::: Texto de origem :::
Ainda, a criação do índice de diversidade pela B3 (IDIVERSA B3) na qualidade de agente indutor de boas práticas e avanços no mercado financeiro. O objetivo desse índice é ser o indicador de desempenho médio das ações dos ativos de empresas listadas que se destacam no critério de diversidade.

Acredito que, assim como eu, caras leitoras e leitores, vocês gostariam de vivenciar a equidade de gênero na prática, especialmente quando refletimos sobre 8 de março. É importante pontuar que transformações profundas e estruturais do coletivo precisam de tempo para se consolidarem em uma sociedade. Cabe a nós, sermos os agentes dessas transformações e reivindicar políticas públicas que assegurem a equidade de gênero.

De acordo com o relatório do Sebrae[ii] sobre empreendedorismo feminino, as mulheres abrem negócios tanto quanto os homens, têm maior grau de escolaridade, mas ganham menos  e suas empresas fecham mais rápido. Os empreendimentos femininos faturam menos, são menos inovadores, têm lucros menores, pouca diversificação e baixa chance de internacionalização. Além disso, elas pagam taxas de juros mais altas, mesmo sendo mais adimplentes.

Questões sociais

Essas diferenças podem têm suas raízes em questões sociais e culturais. As mulheres dedicam 18% menos horas ao negócio do que os homens, já que cuidam da família e das tarefas domésticas. 76% das mulheres sentem sobrecarga ao tentar equilibrar os cuidados com a família e a empresa, em comparação com 55% dos homens. Mulheres gastam em média 3,1 horas por dia cuidando de familiares e 2,9 horas por dia com afazeres domésticos, enquanto os homens gastam apenas 1,6 horas e 1,5 em média, respectivamente. Cerca de ¼ das mulheres empreendedoras já sofreram preconceito por serem mulheres em seus negócios. Além disso, 42% já presenciaram outra mulher sofrendo preconceito.

O relatório ainda destaca que muitas mulheres empreendem em decorrência do desemprego ou porque não possuem alternativa de renda. Muitas perdem os empregos após a maternidade ou necessitam de horários mais flexíveis para conciliar a carreira com a jornada familiar. O empreendedorismo surge de uma necessidade e não de uma oportunidade.
:::
◆ Tarefa do exercício 1 ◆
Mostre todas as linhas dos registros abaixo que contêm a palavra "strap".
::: Listagem de dados :::
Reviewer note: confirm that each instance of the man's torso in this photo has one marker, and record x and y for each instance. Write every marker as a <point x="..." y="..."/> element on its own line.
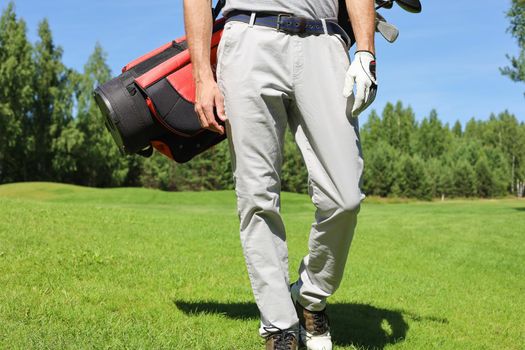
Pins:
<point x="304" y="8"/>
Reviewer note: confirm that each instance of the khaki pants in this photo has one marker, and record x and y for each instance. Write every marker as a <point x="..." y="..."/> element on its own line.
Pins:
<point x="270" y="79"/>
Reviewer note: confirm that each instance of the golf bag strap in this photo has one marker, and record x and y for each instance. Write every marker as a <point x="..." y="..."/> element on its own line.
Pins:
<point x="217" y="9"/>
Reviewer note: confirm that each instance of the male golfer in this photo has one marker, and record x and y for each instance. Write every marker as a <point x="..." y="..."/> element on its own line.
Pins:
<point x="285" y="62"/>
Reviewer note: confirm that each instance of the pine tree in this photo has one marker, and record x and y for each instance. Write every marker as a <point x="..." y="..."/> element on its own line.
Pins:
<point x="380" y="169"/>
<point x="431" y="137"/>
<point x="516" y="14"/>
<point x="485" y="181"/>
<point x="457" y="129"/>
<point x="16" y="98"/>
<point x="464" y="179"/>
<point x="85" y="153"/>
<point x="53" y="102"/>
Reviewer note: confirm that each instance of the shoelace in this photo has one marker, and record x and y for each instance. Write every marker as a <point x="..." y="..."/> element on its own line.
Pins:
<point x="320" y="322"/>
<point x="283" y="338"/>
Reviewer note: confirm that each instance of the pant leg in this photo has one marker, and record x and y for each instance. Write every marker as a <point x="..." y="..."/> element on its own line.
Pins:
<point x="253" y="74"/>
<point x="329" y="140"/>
:::
::: Listagem de dados :::
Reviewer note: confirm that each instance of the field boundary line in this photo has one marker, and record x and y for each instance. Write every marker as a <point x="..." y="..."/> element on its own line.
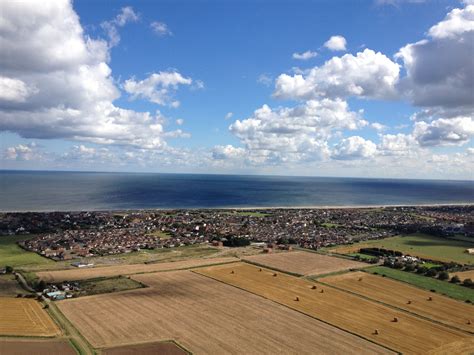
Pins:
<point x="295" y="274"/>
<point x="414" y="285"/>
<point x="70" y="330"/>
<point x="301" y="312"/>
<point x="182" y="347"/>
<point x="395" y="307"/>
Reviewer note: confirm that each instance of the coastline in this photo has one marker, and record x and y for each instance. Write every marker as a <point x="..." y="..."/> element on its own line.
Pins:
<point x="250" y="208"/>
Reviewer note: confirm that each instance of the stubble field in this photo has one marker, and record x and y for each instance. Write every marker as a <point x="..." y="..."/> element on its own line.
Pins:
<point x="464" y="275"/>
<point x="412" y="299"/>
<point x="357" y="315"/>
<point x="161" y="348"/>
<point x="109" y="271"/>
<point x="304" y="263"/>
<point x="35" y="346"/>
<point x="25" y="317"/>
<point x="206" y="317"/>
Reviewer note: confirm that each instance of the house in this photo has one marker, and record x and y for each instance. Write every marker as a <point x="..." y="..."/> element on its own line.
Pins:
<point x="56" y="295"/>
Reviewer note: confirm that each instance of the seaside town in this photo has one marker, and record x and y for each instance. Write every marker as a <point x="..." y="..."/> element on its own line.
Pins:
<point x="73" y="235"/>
:::
::: Listagem de dados :::
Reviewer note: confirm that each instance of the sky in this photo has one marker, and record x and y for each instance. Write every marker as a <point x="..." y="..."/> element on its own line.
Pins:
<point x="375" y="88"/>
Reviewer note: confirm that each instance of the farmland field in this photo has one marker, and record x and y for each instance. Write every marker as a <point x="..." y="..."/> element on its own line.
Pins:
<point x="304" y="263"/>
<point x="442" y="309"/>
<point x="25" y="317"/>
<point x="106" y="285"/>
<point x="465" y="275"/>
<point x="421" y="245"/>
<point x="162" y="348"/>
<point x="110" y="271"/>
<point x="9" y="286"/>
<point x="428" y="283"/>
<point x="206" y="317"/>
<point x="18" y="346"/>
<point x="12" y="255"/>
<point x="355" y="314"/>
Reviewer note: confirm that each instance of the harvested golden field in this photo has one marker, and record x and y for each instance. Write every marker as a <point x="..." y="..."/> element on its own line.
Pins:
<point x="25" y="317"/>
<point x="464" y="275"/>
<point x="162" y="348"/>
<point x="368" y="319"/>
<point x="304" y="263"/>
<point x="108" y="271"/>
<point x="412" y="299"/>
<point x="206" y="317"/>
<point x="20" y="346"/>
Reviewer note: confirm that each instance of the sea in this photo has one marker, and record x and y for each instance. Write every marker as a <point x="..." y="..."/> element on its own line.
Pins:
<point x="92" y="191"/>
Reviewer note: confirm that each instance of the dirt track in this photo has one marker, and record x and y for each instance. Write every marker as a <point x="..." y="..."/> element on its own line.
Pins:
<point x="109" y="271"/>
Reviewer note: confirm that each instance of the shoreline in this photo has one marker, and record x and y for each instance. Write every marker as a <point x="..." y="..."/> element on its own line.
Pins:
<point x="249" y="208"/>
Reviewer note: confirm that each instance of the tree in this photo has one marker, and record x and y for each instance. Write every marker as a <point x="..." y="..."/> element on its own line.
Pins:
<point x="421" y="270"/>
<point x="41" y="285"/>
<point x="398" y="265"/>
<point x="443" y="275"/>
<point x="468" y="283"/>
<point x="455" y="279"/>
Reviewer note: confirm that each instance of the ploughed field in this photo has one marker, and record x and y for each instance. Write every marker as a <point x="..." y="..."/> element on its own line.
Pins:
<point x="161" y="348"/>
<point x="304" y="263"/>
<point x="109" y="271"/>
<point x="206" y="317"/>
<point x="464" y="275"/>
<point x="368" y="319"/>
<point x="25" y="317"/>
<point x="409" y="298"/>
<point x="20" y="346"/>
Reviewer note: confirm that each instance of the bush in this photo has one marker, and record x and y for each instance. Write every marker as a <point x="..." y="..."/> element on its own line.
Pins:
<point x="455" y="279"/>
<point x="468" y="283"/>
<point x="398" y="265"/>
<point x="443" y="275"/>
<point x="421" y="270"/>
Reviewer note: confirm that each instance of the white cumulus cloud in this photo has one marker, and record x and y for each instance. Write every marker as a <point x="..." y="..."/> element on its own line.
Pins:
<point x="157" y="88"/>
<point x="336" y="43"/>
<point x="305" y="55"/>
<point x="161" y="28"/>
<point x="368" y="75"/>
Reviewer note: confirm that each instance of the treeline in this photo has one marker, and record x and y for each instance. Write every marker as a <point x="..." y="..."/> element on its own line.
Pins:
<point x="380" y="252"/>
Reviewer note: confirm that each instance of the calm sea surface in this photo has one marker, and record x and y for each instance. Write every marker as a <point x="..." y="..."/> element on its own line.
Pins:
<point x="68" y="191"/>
:::
◆ Tarefa do exercício 2 ◆
Segundo o texto sobre empreendedorismo feminino, quantas horas por dia as mulheres gastam, em média, cuidando de familiares?

◆ Resposta esperada 1 ◆
Reviewer note: confirm that each instance of the golf bag strap in this photo has one marker, and record x and y for each instance. Write every marker as a <point x="..." y="..."/> element on its own line.

◆ Resposta esperada 2 ◆
3,1 horas por dia.